START SUPPLIED RECORDS

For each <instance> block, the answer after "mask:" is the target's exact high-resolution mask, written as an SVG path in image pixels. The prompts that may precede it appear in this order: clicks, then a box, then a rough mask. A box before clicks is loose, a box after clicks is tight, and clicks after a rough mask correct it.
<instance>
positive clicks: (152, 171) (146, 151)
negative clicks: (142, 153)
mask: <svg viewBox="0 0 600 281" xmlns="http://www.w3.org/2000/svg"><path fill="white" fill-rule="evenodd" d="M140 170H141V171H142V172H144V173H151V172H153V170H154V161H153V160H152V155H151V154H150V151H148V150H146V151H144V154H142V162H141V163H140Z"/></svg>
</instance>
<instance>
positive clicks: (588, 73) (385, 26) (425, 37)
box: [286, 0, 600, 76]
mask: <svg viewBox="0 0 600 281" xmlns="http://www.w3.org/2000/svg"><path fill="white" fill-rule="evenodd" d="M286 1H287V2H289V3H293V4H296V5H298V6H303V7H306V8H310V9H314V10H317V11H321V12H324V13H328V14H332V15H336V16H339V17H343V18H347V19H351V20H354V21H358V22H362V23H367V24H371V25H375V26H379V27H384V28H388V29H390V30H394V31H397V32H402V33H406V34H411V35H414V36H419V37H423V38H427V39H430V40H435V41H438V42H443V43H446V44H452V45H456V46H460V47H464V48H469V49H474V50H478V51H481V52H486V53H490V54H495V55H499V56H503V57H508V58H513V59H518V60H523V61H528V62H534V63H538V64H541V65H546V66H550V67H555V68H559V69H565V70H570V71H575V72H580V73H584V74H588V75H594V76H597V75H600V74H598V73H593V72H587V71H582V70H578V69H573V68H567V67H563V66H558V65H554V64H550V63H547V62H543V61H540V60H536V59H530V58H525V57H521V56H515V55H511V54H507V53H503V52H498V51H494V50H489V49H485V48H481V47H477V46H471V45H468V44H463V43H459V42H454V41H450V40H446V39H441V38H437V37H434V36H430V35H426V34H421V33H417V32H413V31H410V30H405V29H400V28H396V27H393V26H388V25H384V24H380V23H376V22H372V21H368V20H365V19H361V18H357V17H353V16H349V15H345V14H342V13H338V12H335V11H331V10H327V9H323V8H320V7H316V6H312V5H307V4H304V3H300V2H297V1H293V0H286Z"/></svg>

END SUPPLIED RECORDS

WHAT YOU HAVE TO DO:
Output the entries verbatim.

SOLUTION TO THIS TASK:
For each <instance> block, the answer after "mask:" is the target's exact high-resolution mask, written as an SVG path in image pixels. The prompts that may precede it appear in this order: clicks, then a box, then a rough mask. A box before clicks is loose, a box after clicks is tight, and clicks after a rough mask correct it.
<instance>
positive clicks: (152, 171) (146, 151)
negative clicks: (142, 153)
mask: <svg viewBox="0 0 600 281" xmlns="http://www.w3.org/2000/svg"><path fill="white" fill-rule="evenodd" d="M140 170H141V171H142V172H144V173H151V172H153V170H154V161H153V160H152V155H151V154H150V151H148V150H146V151H144V154H142V162H141V163H140Z"/></svg>
</instance>
<instance>
positive clicks: (588, 73) (385, 26) (425, 37)
box: [286, 0, 600, 76]
mask: <svg viewBox="0 0 600 281" xmlns="http://www.w3.org/2000/svg"><path fill="white" fill-rule="evenodd" d="M286 1H287V2H289V3H293V4H296V5H298V6H303V7H306V8H310V9H314V10H317V11H321V12H324V13H328V14H332V15H336V16H339V17H343V18H347V19H351V20H354V21H358V22H362V23H367V24H371V25H375V26H379V27H384V28H388V29H390V30H394V31H397V32H402V33H406V34H411V35H414V36H419V37H423V38H427V39H430V40H435V41H438V42H443V43H446V44H452V45H456V46H460V47H464V48H469V49H474V50H478V51H481V52H486V53H490V54H495V55H499V56H503V57H508V58H513V59H518V60H523V61H528V62H534V63H538V64H541V65H546V66H550V67H555V68H559V69H565V70H570V71H575V72H580V73H584V74H588V75H594V76H597V75H600V74H598V73H593V72H587V71H582V70H578V69H573V68H567V67H563V66H558V65H554V64H550V63H547V62H543V61H540V60H536V59H530V58H525V57H521V56H515V55H511V54H507V53H503V52H498V51H494V50H489V49H485V48H481V47H477V46H471V45H468V44H463V43H459V42H454V41H450V40H446V39H441V38H437V37H434V36H430V35H426V34H421V33H417V32H413V31H410V30H405V29H400V28H396V27H393V26H388V25H384V24H380V23H376V22H372V21H368V20H365V19H361V18H357V17H353V16H349V15H345V14H342V13H338V12H335V11H331V10H327V9H323V8H320V7H316V6H312V5H307V4H304V3H300V2H297V1H293V0H286Z"/></svg>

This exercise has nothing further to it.